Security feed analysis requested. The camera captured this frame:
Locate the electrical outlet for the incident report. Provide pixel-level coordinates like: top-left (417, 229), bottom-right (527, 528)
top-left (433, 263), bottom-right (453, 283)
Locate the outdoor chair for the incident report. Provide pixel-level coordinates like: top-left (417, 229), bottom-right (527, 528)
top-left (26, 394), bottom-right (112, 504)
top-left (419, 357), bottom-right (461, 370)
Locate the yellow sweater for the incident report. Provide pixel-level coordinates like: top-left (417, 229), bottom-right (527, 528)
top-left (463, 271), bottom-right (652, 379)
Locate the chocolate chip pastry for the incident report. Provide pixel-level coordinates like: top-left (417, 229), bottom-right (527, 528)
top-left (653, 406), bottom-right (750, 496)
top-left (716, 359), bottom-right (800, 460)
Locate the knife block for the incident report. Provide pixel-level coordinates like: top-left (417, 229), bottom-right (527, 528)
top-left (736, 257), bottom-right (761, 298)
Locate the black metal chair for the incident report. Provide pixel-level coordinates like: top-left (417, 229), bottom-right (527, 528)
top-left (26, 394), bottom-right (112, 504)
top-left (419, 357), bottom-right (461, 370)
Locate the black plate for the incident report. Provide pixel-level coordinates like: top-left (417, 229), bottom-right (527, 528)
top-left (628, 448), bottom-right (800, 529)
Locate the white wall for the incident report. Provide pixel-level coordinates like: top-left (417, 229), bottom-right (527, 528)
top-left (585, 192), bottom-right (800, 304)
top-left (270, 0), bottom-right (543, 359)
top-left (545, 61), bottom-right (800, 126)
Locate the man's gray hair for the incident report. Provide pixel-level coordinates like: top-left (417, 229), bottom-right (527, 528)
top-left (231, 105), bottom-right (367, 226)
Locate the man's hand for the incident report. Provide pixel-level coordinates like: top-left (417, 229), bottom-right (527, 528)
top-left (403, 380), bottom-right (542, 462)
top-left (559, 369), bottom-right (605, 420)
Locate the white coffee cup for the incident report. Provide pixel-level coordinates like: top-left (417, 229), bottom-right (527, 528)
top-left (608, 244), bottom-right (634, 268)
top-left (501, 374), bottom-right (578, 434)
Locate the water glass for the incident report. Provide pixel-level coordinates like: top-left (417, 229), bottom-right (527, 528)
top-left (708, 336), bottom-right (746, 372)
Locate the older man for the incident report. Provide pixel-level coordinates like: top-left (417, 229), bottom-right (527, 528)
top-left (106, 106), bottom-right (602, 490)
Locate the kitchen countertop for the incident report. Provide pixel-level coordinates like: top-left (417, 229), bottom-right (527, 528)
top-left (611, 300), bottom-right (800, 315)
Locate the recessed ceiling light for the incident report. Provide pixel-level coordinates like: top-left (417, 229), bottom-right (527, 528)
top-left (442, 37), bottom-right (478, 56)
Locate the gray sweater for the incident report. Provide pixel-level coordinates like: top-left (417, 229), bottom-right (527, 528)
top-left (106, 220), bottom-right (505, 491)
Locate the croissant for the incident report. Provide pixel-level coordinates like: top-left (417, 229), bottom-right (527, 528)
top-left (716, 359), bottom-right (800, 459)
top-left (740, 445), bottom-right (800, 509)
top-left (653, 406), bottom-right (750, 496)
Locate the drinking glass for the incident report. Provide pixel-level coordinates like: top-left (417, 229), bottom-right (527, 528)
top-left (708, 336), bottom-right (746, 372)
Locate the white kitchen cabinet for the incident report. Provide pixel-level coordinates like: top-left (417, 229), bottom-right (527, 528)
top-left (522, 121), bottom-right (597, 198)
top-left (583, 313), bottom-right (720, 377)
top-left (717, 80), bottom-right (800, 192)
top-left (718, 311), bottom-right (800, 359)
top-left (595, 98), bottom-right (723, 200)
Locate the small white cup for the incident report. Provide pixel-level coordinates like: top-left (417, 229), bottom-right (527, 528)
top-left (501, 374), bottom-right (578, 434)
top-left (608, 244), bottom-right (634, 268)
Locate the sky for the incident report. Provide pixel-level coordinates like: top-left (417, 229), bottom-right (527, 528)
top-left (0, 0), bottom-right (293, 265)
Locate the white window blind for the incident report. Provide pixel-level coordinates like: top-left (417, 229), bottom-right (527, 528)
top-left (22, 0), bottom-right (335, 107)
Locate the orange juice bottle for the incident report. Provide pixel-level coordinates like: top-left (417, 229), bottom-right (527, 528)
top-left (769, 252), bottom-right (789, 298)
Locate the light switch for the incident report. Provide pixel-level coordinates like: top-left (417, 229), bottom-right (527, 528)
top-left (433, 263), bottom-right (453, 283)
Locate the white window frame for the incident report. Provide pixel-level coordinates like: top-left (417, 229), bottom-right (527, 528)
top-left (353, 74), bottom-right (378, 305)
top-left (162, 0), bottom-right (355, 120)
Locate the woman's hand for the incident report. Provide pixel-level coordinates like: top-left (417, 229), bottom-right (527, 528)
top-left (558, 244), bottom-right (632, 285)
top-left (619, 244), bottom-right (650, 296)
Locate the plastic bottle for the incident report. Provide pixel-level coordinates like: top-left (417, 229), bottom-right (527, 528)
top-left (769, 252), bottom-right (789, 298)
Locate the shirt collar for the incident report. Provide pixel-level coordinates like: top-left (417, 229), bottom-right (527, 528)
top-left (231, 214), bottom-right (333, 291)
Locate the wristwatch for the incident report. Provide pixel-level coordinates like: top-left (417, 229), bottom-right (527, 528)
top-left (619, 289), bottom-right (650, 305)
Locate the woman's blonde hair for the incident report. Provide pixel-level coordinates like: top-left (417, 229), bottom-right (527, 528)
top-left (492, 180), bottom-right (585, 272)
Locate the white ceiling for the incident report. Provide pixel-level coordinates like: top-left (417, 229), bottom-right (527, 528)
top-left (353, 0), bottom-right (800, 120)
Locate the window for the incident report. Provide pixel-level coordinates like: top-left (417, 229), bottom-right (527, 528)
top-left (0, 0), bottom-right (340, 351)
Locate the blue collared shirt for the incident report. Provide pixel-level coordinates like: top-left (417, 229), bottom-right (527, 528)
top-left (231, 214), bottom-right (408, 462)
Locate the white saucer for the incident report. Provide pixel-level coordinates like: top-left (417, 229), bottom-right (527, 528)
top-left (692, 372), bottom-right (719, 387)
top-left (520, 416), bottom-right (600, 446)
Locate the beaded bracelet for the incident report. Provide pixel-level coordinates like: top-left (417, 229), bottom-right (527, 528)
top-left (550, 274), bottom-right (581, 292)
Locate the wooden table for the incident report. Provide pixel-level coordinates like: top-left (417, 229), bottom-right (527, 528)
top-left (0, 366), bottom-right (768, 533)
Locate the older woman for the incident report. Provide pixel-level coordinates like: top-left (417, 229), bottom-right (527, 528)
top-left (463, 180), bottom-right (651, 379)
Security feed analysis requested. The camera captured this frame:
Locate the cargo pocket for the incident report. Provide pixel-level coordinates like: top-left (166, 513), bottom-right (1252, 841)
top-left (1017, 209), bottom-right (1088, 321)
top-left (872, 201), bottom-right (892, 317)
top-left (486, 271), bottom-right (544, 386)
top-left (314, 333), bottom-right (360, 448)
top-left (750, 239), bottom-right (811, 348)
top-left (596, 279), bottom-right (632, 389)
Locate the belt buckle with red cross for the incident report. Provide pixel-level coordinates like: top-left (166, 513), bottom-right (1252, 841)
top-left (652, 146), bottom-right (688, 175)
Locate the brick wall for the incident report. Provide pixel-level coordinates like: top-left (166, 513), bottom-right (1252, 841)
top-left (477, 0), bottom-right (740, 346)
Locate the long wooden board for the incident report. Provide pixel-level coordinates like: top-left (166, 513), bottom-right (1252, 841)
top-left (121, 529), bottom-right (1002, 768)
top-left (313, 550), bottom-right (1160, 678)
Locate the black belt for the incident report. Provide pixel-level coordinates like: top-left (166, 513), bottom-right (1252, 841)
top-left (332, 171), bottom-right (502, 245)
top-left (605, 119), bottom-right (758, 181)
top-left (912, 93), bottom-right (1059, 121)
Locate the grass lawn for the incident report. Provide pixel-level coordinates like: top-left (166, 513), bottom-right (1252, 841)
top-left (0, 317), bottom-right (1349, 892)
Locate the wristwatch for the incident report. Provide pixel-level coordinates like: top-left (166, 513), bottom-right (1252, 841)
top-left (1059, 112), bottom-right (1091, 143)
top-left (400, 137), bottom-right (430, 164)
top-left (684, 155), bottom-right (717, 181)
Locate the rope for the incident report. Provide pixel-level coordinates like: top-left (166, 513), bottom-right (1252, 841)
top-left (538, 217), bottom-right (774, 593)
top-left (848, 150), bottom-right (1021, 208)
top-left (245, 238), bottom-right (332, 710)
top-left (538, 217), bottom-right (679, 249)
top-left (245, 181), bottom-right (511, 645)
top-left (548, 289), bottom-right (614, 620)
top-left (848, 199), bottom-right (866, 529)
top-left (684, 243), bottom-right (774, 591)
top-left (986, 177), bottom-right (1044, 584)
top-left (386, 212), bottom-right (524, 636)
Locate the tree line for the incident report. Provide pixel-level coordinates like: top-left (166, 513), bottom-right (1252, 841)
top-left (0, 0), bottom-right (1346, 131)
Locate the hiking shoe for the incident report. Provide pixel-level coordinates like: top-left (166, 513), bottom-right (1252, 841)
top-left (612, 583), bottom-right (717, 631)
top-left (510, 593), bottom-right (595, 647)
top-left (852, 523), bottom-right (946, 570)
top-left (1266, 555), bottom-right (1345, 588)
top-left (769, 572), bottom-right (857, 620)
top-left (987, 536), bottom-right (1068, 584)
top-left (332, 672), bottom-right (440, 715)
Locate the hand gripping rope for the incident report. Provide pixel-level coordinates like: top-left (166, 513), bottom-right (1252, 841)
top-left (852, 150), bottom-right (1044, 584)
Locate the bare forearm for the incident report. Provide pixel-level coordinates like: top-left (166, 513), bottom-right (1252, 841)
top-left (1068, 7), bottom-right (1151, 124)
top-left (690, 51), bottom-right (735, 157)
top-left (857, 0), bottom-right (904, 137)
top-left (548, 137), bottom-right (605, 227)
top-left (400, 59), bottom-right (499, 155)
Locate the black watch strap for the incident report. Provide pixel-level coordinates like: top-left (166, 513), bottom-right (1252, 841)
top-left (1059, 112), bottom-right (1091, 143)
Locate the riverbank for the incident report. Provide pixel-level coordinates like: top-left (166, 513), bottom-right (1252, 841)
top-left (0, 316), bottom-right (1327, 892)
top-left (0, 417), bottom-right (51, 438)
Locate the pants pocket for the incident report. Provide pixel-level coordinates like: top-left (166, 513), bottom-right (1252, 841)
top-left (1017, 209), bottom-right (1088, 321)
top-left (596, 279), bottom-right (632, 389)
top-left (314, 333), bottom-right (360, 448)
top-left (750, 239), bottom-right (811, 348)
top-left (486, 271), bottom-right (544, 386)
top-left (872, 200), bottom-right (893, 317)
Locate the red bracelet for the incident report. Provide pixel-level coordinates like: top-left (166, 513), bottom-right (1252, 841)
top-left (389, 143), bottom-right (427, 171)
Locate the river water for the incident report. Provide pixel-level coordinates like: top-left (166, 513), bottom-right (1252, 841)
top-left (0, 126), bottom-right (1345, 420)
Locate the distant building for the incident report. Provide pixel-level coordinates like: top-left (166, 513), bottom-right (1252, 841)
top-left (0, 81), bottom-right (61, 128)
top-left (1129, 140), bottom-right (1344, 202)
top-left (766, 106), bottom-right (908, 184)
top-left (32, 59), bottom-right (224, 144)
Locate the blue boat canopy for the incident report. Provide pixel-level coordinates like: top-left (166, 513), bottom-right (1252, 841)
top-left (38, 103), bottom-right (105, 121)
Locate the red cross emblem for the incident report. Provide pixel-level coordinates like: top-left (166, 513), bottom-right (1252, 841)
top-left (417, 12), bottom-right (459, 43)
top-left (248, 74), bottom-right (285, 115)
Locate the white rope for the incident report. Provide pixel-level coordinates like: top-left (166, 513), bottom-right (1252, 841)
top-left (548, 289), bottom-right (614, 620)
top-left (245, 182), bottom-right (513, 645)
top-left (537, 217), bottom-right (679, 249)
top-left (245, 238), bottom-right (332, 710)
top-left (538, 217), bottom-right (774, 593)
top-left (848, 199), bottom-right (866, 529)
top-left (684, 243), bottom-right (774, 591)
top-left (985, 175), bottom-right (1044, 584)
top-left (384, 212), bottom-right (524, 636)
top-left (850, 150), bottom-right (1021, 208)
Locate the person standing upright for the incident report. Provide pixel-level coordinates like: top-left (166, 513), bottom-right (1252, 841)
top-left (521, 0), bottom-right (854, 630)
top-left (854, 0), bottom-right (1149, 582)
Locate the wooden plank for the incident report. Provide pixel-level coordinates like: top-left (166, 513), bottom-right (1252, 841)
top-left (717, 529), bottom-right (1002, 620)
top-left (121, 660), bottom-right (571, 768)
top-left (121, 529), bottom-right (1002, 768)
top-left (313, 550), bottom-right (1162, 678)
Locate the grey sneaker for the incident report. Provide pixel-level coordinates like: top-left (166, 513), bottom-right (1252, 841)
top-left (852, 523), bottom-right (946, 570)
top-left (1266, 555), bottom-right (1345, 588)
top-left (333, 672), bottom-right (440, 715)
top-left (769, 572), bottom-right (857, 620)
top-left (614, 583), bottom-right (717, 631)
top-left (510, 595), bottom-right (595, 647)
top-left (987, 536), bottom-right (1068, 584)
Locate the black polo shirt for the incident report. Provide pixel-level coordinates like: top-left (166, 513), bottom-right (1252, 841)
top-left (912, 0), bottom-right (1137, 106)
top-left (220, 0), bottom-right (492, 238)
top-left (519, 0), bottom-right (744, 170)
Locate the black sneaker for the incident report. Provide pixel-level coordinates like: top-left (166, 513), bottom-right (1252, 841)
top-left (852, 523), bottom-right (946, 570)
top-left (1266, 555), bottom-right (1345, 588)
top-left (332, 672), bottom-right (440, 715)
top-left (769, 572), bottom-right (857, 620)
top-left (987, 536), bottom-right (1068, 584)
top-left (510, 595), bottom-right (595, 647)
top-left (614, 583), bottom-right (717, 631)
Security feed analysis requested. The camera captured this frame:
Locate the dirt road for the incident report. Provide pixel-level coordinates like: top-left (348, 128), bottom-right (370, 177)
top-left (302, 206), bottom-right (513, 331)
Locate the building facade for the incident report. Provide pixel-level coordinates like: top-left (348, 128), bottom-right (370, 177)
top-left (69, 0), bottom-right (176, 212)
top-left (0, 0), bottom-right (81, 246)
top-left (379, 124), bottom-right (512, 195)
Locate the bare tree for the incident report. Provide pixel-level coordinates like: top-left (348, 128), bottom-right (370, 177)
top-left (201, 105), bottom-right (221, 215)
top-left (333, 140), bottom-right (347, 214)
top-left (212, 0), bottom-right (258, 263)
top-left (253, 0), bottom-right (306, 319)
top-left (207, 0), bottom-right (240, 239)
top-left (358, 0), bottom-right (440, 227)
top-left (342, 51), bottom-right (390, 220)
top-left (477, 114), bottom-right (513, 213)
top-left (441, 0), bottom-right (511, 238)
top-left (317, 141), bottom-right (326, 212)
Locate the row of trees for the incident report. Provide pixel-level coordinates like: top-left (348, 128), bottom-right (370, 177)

::::::

Exercise directions: The lines to reproduce run from the line containing "Locate the building" to the end of the listing; write them out exactly and add nothing.

Output:
Locate the building facade for the incident report. Provide pixel-level coordinates like: top-left (348, 128), bottom-right (370, 177)
top-left (69, 0), bottom-right (176, 212)
top-left (0, 0), bottom-right (81, 246)
top-left (379, 124), bottom-right (512, 195)
Locate the bare tree for the incident report. Provide pixel-level coordinates like: top-left (348, 128), bottom-right (370, 177)
top-left (201, 105), bottom-right (221, 215)
top-left (333, 140), bottom-right (347, 214)
top-left (212, 0), bottom-right (258, 263)
top-left (253, 0), bottom-right (306, 319)
top-left (207, 0), bottom-right (240, 239)
top-left (358, 0), bottom-right (440, 227)
top-left (342, 51), bottom-right (390, 220)
top-left (477, 114), bottom-right (513, 213)
top-left (441, 0), bottom-right (511, 238)
top-left (317, 141), bottom-right (326, 212)
Locate the row of trees for the incident report. Provide pixel-level coordinates like: top-left (348, 128), bottom-right (370, 177)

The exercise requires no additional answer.